Required work: Give an exact copy of the lines of the records below, starting at the line containing "Target: overlapping leaf" and running to the end.

Data for this task:
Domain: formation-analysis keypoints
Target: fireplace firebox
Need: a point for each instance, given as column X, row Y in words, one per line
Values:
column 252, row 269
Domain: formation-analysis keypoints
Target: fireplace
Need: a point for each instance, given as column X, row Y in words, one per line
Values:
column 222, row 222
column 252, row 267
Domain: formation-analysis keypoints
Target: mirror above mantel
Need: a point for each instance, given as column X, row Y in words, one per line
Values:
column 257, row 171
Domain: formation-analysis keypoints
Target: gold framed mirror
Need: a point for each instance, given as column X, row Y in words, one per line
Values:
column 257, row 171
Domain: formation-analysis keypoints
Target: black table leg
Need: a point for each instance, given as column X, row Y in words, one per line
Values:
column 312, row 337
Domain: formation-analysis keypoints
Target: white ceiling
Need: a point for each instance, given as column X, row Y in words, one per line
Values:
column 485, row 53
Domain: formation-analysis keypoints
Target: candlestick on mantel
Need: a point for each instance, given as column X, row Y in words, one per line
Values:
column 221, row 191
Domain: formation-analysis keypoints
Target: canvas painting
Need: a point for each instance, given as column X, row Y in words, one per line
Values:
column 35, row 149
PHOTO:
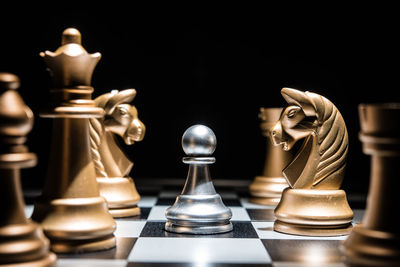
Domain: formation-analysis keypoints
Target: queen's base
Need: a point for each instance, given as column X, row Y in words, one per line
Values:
column 121, row 195
column 313, row 212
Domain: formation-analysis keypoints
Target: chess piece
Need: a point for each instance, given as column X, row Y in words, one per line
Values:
column 22, row 242
column 267, row 189
column 313, row 204
column 112, row 165
column 376, row 241
column 198, row 209
column 71, row 211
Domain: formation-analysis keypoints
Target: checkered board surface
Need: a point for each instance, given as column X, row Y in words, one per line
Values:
column 142, row 241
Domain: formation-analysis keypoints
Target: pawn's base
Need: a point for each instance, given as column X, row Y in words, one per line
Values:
column 198, row 214
column 267, row 190
column 121, row 195
column 266, row 201
column 313, row 212
column 48, row 261
column 199, row 229
column 81, row 246
column 124, row 212
column 367, row 247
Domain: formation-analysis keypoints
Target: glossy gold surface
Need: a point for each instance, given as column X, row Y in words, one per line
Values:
column 267, row 188
column 313, row 205
column 71, row 211
column 376, row 241
column 313, row 212
column 22, row 242
column 112, row 165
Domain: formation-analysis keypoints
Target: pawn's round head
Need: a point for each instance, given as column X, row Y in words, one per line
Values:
column 199, row 140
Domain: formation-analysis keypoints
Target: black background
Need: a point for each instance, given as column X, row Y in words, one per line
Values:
column 212, row 66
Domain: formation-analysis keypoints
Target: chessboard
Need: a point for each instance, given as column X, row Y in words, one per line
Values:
column 142, row 240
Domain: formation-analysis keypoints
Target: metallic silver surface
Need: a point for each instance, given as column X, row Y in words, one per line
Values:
column 199, row 140
column 198, row 209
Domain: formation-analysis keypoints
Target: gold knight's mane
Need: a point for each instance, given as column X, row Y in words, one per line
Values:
column 331, row 141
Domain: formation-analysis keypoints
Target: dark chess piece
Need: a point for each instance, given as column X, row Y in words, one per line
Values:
column 198, row 209
column 22, row 242
column 376, row 241
column 267, row 188
column 71, row 211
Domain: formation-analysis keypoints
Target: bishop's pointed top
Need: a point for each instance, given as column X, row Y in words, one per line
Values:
column 71, row 65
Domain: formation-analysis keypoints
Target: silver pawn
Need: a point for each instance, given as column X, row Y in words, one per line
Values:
column 198, row 209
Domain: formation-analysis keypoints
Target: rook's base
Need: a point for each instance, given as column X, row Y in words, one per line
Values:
column 312, row 230
column 76, row 225
column 24, row 245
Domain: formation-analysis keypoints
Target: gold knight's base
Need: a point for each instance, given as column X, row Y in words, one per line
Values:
column 121, row 195
column 311, row 212
column 366, row 247
column 76, row 225
column 267, row 190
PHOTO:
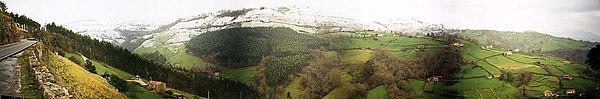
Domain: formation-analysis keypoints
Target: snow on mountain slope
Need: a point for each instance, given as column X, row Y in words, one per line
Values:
column 127, row 34
column 136, row 35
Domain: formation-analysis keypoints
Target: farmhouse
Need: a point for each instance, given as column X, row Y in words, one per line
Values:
column 548, row 93
column 568, row 77
column 516, row 50
column 421, row 47
column 434, row 79
column 570, row 91
column 457, row 44
column 489, row 46
column 471, row 62
column 159, row 87
column 507, row 53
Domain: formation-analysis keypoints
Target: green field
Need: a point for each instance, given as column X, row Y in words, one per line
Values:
column 355, row 56
column 505, row 63
column 187, row 61
column 467, row 88
column 245, row 74
column 135, row 91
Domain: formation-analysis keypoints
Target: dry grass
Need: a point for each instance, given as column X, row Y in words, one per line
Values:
column 81, row 83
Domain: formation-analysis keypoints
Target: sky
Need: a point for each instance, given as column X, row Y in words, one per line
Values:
column 506, row 15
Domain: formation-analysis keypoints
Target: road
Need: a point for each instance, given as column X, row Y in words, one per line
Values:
column 6, row 51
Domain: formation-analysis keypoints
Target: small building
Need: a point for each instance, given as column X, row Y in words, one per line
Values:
column 457, row 44
column 568, row 77
column 137, row 77
column 159, row 87
column 471, row 62
column 434, row 78
column 516, row 50
column 570, row 91
column 507, row 53
column 489, row 46
column 548, row 93
column 428, row 87
column 421, row 47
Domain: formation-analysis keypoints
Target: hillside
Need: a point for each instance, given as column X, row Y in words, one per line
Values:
column 531, row 42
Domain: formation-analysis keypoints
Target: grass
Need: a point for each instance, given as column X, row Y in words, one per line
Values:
column 503, row 62
column 467, row 88
column 471, row 71
column 401, row 45
column 525, row 58
column 76, row 56
column 555, row 71
column 245, row 74
column 539, row 83
column 138, row 92
column 80, row 81
column 480, row 54
column 379, row 92
column 536, row 69
column 101, row 68
column 29, row 84
column 572, row 69
column 489, row 67
column 417, row 86
column 355, row 56
column 580, row 84
column 187, row 61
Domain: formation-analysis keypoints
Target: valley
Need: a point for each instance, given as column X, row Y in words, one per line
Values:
column 288, row 52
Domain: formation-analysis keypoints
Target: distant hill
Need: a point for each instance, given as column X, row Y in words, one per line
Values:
column 578, row 35
column 531, row 42
column 134, row 35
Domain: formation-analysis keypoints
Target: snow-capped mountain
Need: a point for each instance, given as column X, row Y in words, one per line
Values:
column 303, row 20
column 125, row 34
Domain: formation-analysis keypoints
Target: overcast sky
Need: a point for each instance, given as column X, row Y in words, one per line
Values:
column 510, row 15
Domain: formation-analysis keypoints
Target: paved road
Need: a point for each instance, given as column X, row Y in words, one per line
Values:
column 6, row 51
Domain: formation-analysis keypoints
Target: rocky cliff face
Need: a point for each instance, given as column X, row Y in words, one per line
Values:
column 9, row 32
column 131, row 35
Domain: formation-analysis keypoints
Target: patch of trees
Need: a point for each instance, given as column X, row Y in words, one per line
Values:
column 90, row 67
column 593, row 58
column 442, row 62
column 59, row 38
column 238, row 47
column 321, row 76
column 277, row 51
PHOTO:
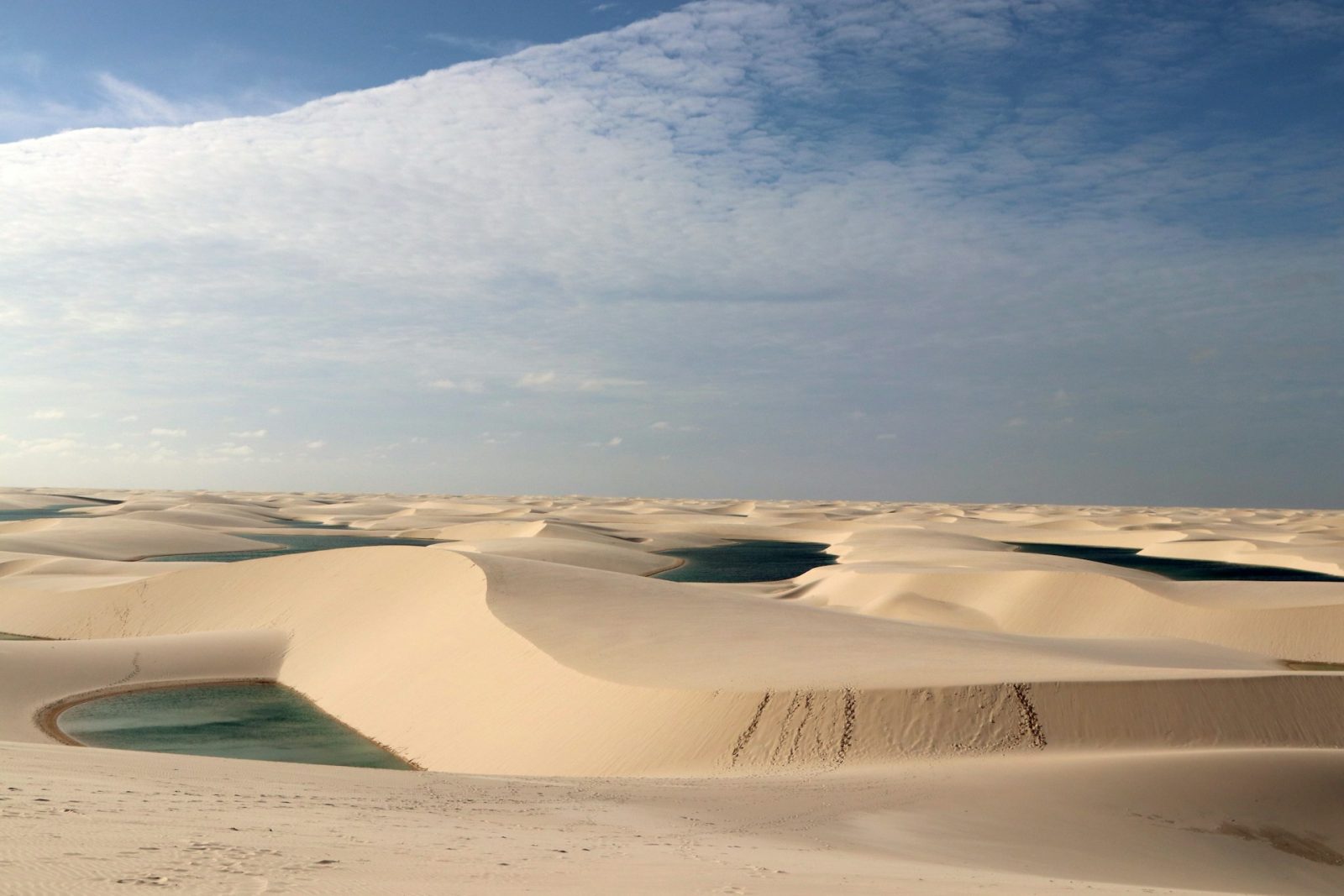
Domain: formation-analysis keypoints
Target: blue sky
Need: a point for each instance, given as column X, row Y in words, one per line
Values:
column 960, row 250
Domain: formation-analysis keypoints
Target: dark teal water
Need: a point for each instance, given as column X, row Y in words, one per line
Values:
column 1179, row 570
column 292, row 544
column 232, row 720
column 748, row 562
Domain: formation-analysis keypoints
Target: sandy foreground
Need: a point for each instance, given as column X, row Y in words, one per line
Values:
column 936, row 714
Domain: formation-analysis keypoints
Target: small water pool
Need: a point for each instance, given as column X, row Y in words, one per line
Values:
column 40, row 513
column 1178, row 570
column 237, row 720
column 748, row 562
column 292, row 543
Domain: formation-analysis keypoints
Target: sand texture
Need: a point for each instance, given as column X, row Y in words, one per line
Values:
column 937, row 712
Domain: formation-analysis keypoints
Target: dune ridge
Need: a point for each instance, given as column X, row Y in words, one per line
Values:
column 530, row 641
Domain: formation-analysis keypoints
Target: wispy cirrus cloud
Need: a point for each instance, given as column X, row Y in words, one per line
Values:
column 730, row 214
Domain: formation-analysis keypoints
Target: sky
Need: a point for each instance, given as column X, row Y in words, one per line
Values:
column 952, row 250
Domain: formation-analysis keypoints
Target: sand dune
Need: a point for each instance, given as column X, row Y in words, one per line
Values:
column 940, row 710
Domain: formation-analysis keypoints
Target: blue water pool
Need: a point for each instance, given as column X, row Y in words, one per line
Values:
column 748, row 562
column 237, row 720
column 1179, row 570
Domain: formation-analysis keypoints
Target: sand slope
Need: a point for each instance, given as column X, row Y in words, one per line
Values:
column 938, row 712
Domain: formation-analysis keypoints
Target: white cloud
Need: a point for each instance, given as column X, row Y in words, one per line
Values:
column 600, row 383
column 460, row 385
column 535, row 380
column 676, row 202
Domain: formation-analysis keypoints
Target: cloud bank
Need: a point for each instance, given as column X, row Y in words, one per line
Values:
column 858, row 248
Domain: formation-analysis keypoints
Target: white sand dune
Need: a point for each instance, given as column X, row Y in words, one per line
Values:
column 937, row 712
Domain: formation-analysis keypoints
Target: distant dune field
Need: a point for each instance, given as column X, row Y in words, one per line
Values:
column 936, row 712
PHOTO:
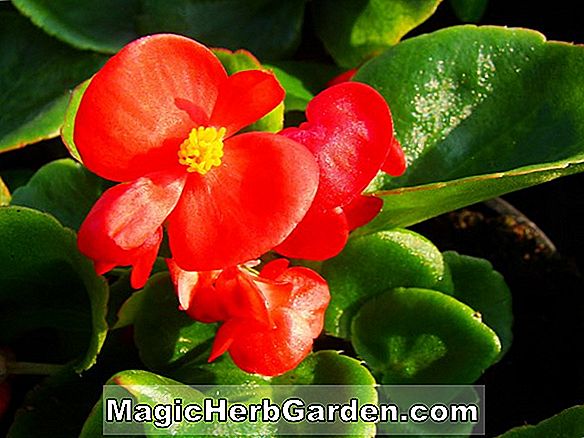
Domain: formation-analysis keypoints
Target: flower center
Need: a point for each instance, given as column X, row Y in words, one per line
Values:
column 202, row 150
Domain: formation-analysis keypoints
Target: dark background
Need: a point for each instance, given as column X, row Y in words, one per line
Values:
column 543, row 372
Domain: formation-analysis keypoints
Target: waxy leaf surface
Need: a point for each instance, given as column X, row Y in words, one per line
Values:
column 356, row 30
column 479, row 286
column 37, row 73
column 370, row 265
column 420, row 336
column 63, row 188
column 480, row 112
column 47, row 286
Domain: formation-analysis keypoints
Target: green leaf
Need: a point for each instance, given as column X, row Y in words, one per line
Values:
column 103, row 26
column 69, row 121
column 152, row 389
column 480, row 112
column 351, row 380
column 269, row 29
column 568, row 423
column 356, row 30
column 4, row 194
column 302, row 81
column 37, row 74
column 48, row 408
column 242, row 60
column 327, row 368
column 165, row 335
column 47, row 286
column 479, row 286
column 63, row 188
column 469, row 11
column 372, row 264
column 420, row 336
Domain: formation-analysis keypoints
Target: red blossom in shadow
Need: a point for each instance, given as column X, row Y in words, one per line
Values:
column 269, row 320
column 350, row 132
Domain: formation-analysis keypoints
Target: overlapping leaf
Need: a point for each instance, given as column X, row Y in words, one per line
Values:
column 37, row 73
column 480, row 112
column 47, row 286
column 420, row 336
column 370, row 265
column 356, row 30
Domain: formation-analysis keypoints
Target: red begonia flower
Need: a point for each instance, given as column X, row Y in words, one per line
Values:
column 349, row 130
column 161, row 117
column 270, row 320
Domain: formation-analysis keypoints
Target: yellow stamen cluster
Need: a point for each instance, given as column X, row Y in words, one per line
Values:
column 202, row 150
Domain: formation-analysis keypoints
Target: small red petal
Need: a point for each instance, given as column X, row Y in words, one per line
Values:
column 124, row 226
column 320, row 235
column 310, row 296
column 241, row 297
column 244, row 98
column 243, row 208
column 270, row 352
column 349, row 130
column 132, row 109
column 395, row 162
column 275, row 268
column 362, row 210
column 184, row 282
column 144, row 260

Answer space:
Target: overlapping leaf
Need: a point for each instance, given as column X, row Y in words, one per line
Values:
column 37, row 73
column 480, row 112
column 47, row 286
column 420, row 336
column 370, row 265
column 356, row 30
Domain: formation-analysis keypoints
Target: red begonia flower
Need: a point for each instance, given as column X, row Y in words, one per line
Values:
column 349, row 130
column 161, row 117
column 270, row 320
Domain: formation-analysis keypoints
Target: yellow stamen cluster
Need: a point for each instance, given as column X, row Y in words, one per line
Values:
column 202, row 150
Domain: formation-analysis keypoints
Target: small red petal
Need: a point for each instance, given as column X, row Y in words, one per line
Values:
column 124, row 226
column 320, row 235
column 310, row 296
column 241, row 297
column 244, row 98
column 243, row 208
column 270, row 352
column 349, row 130
column 132, row 109
column 395, row 162
column 275, row 268
column 362, row 210
column 184, row 282
column 144, row 260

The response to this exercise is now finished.